#### [Aim of the exercise]
Please output each entry exactly as it appears.

*** Opening Material for the task ***

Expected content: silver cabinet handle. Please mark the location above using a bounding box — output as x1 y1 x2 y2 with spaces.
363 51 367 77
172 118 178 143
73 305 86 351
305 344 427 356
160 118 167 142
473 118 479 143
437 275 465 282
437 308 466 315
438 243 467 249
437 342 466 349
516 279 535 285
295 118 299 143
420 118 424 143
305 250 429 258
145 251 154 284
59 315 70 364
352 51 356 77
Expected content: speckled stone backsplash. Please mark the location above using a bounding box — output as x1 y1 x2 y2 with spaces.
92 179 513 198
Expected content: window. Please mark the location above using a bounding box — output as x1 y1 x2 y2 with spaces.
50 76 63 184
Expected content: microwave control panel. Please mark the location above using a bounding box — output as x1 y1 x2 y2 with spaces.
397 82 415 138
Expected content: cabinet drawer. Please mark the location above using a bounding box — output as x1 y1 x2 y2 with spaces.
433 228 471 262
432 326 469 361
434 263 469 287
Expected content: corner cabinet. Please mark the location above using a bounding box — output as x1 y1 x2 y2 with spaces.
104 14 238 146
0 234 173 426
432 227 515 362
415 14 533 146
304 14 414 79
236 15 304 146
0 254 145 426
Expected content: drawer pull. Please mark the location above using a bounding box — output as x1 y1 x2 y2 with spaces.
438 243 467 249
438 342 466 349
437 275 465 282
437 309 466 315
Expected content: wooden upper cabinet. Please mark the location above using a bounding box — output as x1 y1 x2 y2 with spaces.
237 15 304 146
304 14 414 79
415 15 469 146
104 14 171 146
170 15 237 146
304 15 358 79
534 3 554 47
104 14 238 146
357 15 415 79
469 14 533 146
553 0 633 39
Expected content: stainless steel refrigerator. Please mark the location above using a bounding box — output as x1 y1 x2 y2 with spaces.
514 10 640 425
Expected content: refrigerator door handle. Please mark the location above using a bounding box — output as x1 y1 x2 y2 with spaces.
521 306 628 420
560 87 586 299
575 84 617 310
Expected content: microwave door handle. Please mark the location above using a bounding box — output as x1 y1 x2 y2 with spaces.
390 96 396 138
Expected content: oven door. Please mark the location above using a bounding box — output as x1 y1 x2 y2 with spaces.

*** Closing Material for the task ***

#### [Answer space]
Expected content: silver cabinet handle. Please mark the location above using a bounding box — output as x1 y1 x2 y2 with spaces.
363 51 367 77
172 118 178 143
73 305 86 351
305 344 427 356
160 118 167 142
473 118 479 143
437 275 465 282
437 308 466 315
438 243 467 249
437 342 466 349
516 279 535 285
295 118 299 143
420 118 424 143
305 250 429 258
145 251 154 284
59 315 70 364
352 51 356 77
Expected content: speckled stone backsplash. Please mark the location above using a bounding box — output as x1 y1 x2 y2 with spaces.
92 179 513 198
Expected content: window. Please mark the location above using a bounding box — output as x1 y1 x2 y2 with spaces.
50 76 63 184
Expected content: microwave control panel. Please mark the location above using a bounding box — output as x1 y1 x2 y2 with spaces.
397 82 415 138
Expected content: cabinet drawer. Please mark the location above using a bounding box — output as x1 y1 x2 y2 with spaces.
433 228 471 262
432 326 469 361
434 263 469 287
Expected content: corner cabinet. Please mark the location above using a bounding box — output as x1 y1 x2 y2 with spaces.
104 14 238 146
0 234 173 426
432 227 515 362
415 14 533 146
304 14 414 79
236 15 304 146
0 254 145 426
Expected content: drawer pull. Please mark the location above using a bounding box — output as x1 y1 x2 y2 with spaces.
438 243 467 249
438 342 466 349
437 275 465 282
437 309 466 315
Expected content: wooden upper cabinet. Please mark the location above using a bounding box — output as x1 y1 x2 y2 with spaces.
237 15 304 146
304 14 414 79
415 15 469 146
104 14 171 146
170 15 237 146
304 15 358 79
534 3 554 47
104 14 238 146
357 15 415 79
469 14 533 146
553 0 633 39
Expected content: stainless steel refrigerator. Please mark the location above using a bounding box — output as x1 y1 x2 y2 with spaces.
514 10 640 425
Expected content: refrigerator door handle. Please mark the location above using a bounding box — output as x1 y1 x2 y2 with spaces.
521 306 628 420
560 87 586 299
575 84 617 310
Expected content: microwave door handle. Please mark the location above using a bounding box — output as x1 y1 x2 y2 with spaces.
390 96 396 138
Expected content: oven door. Please mark the location above using a bounding box — output as x1 y1 x2 y2 with spaces.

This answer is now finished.